### Set exercise
Resize the material from the line with "User intent: tap on the skin." up to and including the line with "[269,244,427,683]", repeating every line with its request and multiplying each bounding-box coordinate in the answers by 0.9, rounded to whole numbers with halves rounded up. Return only those lines.

........

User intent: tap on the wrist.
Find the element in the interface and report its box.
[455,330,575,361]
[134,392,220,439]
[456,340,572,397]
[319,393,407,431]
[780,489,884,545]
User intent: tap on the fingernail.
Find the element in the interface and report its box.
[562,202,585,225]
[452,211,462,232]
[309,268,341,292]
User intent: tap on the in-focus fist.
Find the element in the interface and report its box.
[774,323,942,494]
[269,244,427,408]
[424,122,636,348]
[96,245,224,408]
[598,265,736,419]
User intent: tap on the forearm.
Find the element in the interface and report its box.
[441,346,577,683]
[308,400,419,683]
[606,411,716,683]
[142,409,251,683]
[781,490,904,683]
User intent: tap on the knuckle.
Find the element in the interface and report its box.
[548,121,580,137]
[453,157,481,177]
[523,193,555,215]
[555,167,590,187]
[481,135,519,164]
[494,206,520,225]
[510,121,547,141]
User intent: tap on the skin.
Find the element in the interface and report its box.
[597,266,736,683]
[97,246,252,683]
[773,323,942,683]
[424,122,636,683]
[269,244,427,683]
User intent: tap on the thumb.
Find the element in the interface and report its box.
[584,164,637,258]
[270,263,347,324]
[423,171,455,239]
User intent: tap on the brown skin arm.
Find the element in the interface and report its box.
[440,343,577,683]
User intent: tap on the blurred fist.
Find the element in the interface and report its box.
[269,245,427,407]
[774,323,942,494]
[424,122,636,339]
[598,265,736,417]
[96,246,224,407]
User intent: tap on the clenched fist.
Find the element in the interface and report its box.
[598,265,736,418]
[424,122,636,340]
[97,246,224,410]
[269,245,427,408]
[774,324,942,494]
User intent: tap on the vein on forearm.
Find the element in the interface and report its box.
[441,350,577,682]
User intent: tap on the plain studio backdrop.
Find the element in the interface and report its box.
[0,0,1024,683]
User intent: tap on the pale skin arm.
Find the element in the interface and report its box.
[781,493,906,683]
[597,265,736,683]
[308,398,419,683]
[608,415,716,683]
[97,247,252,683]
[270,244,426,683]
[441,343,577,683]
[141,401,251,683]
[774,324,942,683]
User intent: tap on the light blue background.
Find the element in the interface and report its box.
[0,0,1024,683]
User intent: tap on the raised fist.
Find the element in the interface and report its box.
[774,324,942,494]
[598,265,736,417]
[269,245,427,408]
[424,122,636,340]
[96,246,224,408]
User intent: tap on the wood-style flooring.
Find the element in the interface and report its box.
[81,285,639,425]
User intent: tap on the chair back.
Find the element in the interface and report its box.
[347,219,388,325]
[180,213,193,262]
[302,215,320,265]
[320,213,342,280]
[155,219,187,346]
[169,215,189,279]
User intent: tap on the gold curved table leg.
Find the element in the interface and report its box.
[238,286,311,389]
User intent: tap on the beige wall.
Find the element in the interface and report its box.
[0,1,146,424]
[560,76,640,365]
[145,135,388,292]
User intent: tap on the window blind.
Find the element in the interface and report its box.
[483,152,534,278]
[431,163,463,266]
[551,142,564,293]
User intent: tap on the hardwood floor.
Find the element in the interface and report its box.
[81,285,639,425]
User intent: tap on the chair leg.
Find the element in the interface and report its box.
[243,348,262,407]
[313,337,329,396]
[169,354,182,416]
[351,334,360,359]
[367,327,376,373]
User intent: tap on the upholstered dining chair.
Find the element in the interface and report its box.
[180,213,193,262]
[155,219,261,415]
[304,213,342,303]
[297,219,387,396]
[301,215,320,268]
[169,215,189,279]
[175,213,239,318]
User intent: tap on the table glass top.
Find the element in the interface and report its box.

........

### Full answer
User intent: tap on the skin.
Find the element in the interface and report its box.
[537,239,662,615]
[87,221,227,615]
[696,291,848,615]
[382,110,572,615]
[242,220,384,615]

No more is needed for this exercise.